■ Textauszug ■
■ ■ ■

Bild: In welche Richtung gehts? Das neue Führungsduo Susanne Hennig-Wellsow un…
Wenn man oberflächlich hinschaut, geht es der Linkspartei einigermaßen.
Nach langen, vergeblichen Bemühungen regiert sie in einem westlichen
Bundesland mit, wenn auch nur in Bremen. In Thüringen führt ein linker
Ministerpräsident die Geschäfte. Im rot-rot-grünen Berlin hat die
Linkspartei, etwa bei der Mietenpolitik, der ausgelaugten SPD den Rang
abgelaufen. In der Partei sind relativ viele Jüngere. Und im Bundestag ist
die Linksfraktion mitunter die einzige rationale Opposition in Sachen
Corona: Die FDP neigt zum Populismus, die Grünen sind vorauseilend nett zur
Union.
Doch diese Erfolge überblenden ungelöste Probleme. Parteichef Bernd
Riexinger glaubt, man habe „im Westen eine stabile Wählerbasis“, aber so
ist es nicht. Die Kommunalwahl in NRW ging verloren, bei den kommenden
Wahlen in Baden-Württemberg und Rheinland-Pfalz spielt die Linkspartei kaum
eine Rolle. In manchen Großstädten kommt sie gut an – in den meisten
westdeutschen Flächenländern ist sie unbedeutend.
Für das Wahljahr ist die Linkspartei nicht gut gerüstet. Ihr fehlt alles,
was nötig ist, um erfolgreich zu sein: ein klares Programm, populäre
Führungsfiguren, die diese Themen glaubwürdig verkörpern und eine
Machtperspektive. Noch schlimmer ist die zähe Unfähigkeit, Fehler zu
korrigieren. Ein Beispiel für diese spektakuläre Lernblockade ist die
Debatte über Außenpolitik und Bundeswehr. Debatten sollen einen neuen
Konsens stiften – die Friedensdebatte der Linkspartei, seit 20 Jahren mit
den gleichen Argumentationsstanzen betrieben, hat den umgekehrten Zweck: Es
soll sich nichts ändern. Nach der Debatte ist vor der Debatte.
Die Linkspartei könnte sich zwei Forderungen zu eigen mache, die politisch
redlich und sogar populär wären: Sie verteidigt das Völkerrecht, egal ob im
Kosovo oder auf der Krim. Und sie ist gegen Kampfeinsätze der Bundeswehr,
aber nicht gegen friedenserhaltende Auslandseinsätze. Denn wer dazu immer
Nein sagt, ist kein glaubwürdiger Befürworter von Völkerrecht und UN.

■ ■ ■

■ Einträge ■

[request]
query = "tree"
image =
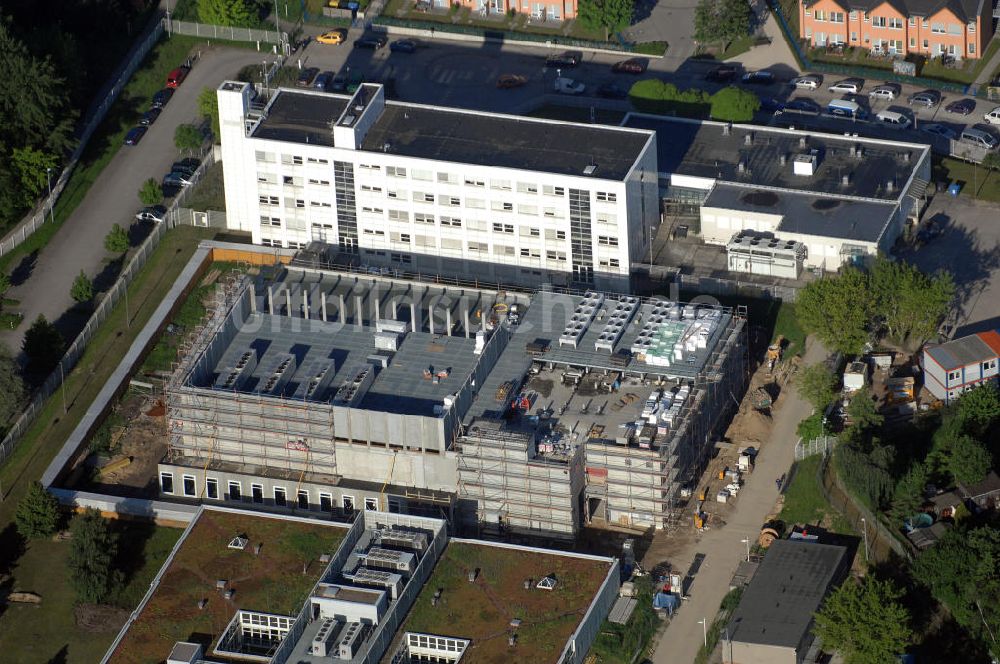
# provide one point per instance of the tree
(116, 241)
(188, 138)
(863, 411)
(37, 513)
(907, 303)
(208, 106)
(11, 387)
(43, 346)
(92, 558)
(734, 104)
(817, 385)
(609, 15)
(968, 460)
(721, 20)
(865, 622)
(82, 289)
(151, 193)
(835, 309)
(239, 13)
(30, 165)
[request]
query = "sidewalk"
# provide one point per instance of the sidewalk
(721, 547)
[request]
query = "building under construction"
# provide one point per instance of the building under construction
(316, 390)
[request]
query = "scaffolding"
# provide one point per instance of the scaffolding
(514, 485)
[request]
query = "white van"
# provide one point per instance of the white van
(893, 119)
(845, 108)
(979, 138)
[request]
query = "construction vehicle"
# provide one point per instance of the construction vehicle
(774, 353)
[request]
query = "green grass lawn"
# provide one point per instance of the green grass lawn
(108, 137)
(976, 181)
(48, 633)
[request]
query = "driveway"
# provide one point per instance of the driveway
(43, 281)
(721, 549)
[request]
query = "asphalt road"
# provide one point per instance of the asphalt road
(720, 547)
(43, 282)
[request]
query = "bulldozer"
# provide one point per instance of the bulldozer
(774, 353)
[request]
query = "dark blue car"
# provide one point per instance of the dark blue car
(134, 135)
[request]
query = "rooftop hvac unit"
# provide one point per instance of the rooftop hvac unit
(324, 637)
(350, 641)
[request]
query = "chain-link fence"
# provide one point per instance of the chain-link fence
(94, 117)
(112, 297)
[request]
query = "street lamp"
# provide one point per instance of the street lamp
(48, 179)
(864, 527)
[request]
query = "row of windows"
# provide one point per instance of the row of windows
(279, 494)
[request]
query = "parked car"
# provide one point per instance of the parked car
(374, 42)
(149, 117)
(177, 179)
(612, 90)
(508, 81)
(803, 105)
(568, 86)
(927, 98)
(939, 130)
(154, 213)
(630, 66)
(758, 78)
(338, 36)
(306, 77)
(851, 85)
(161, 98)
(721, 74)
(563, 60)
(134, 135)
(961, 106)
(177, 76)
(324, 81)
(808, 82)
(403, 46)
(886, 91)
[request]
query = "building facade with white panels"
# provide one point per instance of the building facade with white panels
(439, 190)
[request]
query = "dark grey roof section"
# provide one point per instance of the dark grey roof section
(505, 141)
(962, 352)
(841, 218)
(298, 117)
(702, 149)
(777, 607)
(965, 10)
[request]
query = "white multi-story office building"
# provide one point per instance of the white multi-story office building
(441, 190)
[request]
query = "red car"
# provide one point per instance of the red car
(630, 66)
(177, 76)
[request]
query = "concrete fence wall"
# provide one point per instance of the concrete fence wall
(95, 115)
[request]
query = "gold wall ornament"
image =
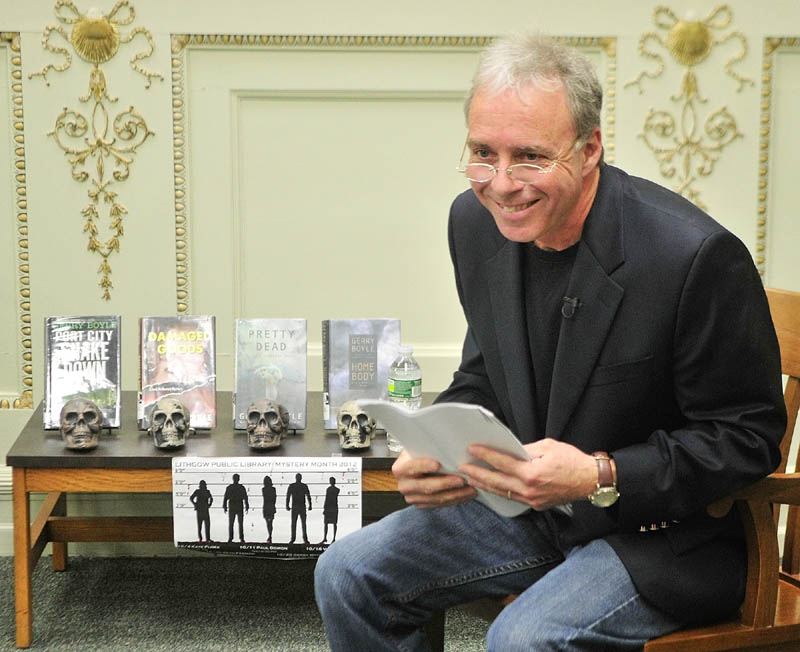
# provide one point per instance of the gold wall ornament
(96, 38)
(680, 145)
(10, 47)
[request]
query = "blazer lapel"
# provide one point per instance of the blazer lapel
(582, 335)
(504, 273)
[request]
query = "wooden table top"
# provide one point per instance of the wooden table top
(127, 447)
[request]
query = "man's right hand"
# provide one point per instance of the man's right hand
(421, 484)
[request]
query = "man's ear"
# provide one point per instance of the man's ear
(592, 151)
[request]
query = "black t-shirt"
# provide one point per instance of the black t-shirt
(546, 279)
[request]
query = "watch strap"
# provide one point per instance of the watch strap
(605, 474)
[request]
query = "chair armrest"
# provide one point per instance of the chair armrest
(781, 488)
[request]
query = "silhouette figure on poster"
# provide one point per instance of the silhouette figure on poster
(330, 510)
(269, 495)
(202, 500)
(235, 503)
(296, 496)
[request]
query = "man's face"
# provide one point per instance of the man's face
(504, 130)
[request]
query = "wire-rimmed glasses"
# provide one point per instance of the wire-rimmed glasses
(523, 172)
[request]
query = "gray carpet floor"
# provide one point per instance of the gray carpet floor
(183, 604)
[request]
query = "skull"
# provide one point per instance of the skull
(169, 423)
(267, 424)
(81, 421)
(356, 427)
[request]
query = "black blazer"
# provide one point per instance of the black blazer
(670, 363)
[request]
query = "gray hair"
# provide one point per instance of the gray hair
(521, 60)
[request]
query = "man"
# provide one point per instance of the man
(234, 504)
(625, 338)
(296, 496)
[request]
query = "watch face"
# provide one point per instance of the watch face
(604, 496)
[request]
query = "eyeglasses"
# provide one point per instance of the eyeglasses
(523, 172)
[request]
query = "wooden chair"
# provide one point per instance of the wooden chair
(769, 618)
(770, 615)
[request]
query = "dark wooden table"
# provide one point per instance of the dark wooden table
(126, 461)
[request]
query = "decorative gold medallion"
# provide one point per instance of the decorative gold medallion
(677, 143)
(109, 143)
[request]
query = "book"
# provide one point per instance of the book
(177, 358)
(82, 359)
(270, 361)
(356, 355)
(443, 431)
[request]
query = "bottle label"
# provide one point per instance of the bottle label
(400, 389)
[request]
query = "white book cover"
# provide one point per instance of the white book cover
(444, 431)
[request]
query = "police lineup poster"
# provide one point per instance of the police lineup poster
(280, 508)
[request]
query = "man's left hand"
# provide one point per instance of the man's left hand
(558, 473)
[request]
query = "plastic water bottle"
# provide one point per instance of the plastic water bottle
(405, 387)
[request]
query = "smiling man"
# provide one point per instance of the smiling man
(624, 336)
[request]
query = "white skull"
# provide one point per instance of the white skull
(356, 427)
(267, 424)
(169, 423)
(81, 421)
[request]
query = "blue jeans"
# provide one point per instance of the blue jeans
(377, 587)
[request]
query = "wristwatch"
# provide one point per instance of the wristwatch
(606, 493)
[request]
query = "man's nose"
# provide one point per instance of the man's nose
(502, 181)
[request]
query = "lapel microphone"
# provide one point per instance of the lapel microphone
(569, 306)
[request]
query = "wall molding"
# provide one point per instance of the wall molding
(181, 43)
(10, 43)
(771, 45)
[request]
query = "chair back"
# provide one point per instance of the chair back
(784, 306)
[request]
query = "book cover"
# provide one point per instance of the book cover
(356, 355)
(270, 362)
(177, 358)
(82, 359)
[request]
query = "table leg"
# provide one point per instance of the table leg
(60, 548)
(22, 559)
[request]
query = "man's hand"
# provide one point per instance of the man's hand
(558, 473)
(419, 481)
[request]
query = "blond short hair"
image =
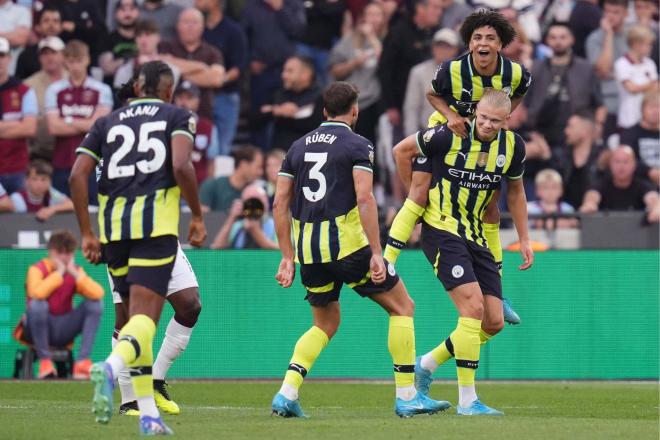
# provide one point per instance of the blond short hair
(639, 34)
(548, 175)
(496, 98)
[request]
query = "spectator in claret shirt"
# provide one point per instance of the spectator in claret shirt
(39, 197)
(229, 38)
(198, 61)
(72, 106)
(18, 122)
(206, 137)
(272, 27)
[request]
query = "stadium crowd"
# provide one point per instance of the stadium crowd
(253, 72)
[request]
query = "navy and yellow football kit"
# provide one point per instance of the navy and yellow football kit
(328, 238)
(465, 173)
(461, 86)
(138, 194)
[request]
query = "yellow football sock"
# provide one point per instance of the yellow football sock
(443, 352)
(401, 343)
(492, 234)
(484, 337)
(139, 330)
(467, 345)
(308, 348)
(401, 229)
(135, 348)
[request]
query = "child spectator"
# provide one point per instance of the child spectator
(50, 319)
(39, 196)
(635, 74)
(549, 190)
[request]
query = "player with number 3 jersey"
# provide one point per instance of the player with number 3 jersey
(326, 184)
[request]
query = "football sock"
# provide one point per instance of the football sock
(124, 378)
(401, 343)
(467, 345)
(176, 340)
(307, 350)
(492, 234)
(134, 347)
(438, 356)
(401, 229)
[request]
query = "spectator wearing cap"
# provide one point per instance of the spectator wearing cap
(51, 58)
(39, 197)
(199, 62)
(297, 107)
(72, 106)
(564, 84)
(164, 13)
(120, 47)
(416, 107)
(355, 59)
(147, 40)
(635, 75)
(49, 24)
(622, 190)
(272, 28)
(229, 38)
(205, 148)
(83, 20)
(324, 21)
(604, 46)
(18, 122)
(15, 27)
(407, 44)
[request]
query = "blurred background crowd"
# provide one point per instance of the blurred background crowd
(253, 72)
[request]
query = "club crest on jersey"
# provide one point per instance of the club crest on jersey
(192, 125)
(482, 159)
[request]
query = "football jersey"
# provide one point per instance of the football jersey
(138, 194)
(78, 103)
(461, 86)
(466, 172)
(326, 220)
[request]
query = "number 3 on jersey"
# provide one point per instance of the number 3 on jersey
(145, 144)
(319, 159)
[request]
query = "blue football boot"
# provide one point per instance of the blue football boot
(420, 404)
(477, 409)
(423, 377)
(284, 407)
(510, 315)
(154, 426)
(101, 376)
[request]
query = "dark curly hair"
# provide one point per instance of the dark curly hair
(486, 17)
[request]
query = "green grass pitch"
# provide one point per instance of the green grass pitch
(241, 410)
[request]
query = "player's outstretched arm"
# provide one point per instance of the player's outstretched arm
(366, 202)
(78, 182)
(517, 202)
(404, 152)
(282, 218)
(184, 173)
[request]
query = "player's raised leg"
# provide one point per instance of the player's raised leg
(401, 344)
(187, 307)
(307, 350)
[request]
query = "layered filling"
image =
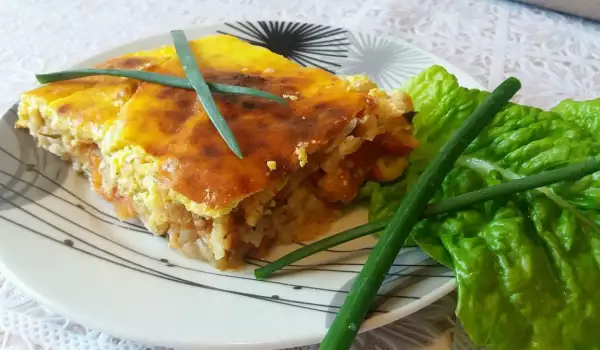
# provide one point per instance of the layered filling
(372, 146)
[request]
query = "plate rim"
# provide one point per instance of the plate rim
(151, 340)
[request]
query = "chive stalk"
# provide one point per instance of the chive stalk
(192, 71)
(344, 328)
(162, 79)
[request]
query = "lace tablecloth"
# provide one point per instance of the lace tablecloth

■ ■ ■

■ Kurze Übung 1 ■
Beantworten Sie anhand des Textauszugs:
(a) In welchem westlichen Bundesland regiert die Linkspartei mit?
(b) In welchem Bundesland ging die Kommunalwahl verloren?
(c) Seit wie vielen Jahren wird die Friedensdebatte der Linkspartei mit den gleichen Argumentationsstanzen betrieben?
■ Kurze Übung 2 ■
Schreiben Sie aus dem Textauszug den Abschnitt wortgetreu ab, der mit den Worten „Nach langen, vergeblichen“ beginnt und mit „ist sie unbedeutend.“ endet.
Die Einträge werden für die Bearbeitung nicht benötigt.

■ Lösung 1 ■
(a) In Bremen.
(b) In NRW.
(c) Seit 20 Jahren.

■ Lösung 2 ■
Nach langen, vergeblichen Bemühungen regiert sie in einem westlichen
Bundesland mit, wenn auch nur in Bremen. In Thüringen führt ein linker
Ministerpräsident die Geschäfte. Im rot-rot-grünen Berlin hat die
Linkspartei, etwa bei der Mietenpolitik, der ausgelaugten SPD den Rang
abgelaufen. In der Partei sind relativ viele Jüngere. Und im Bundestag ist
die Linksfraktion mitunter die einzige rationale Opposition in Sachen
Corona: Die FDP neigt zum Populismus, die Grünen sind vorauseilend nett zur
Union.
Doch diese Erfolge überblenden ungelöste Probleme. Parteichef Bernd
Riexinger glaubt, man habe „im Westen eine stabile Wählerbasis“, aber so
ist es nicht. Die Kommunalwahl in NRW ging verloren, bei den kommenden
Wahlen in Baden-Württemberg und Rheinland-Pfalz spielt die Linkspartei kaum
eine Rolle. In manchen Großstädten kommt sie gut an – in den meisten
westdeutschen Flächenländern ist sie unbedeutend.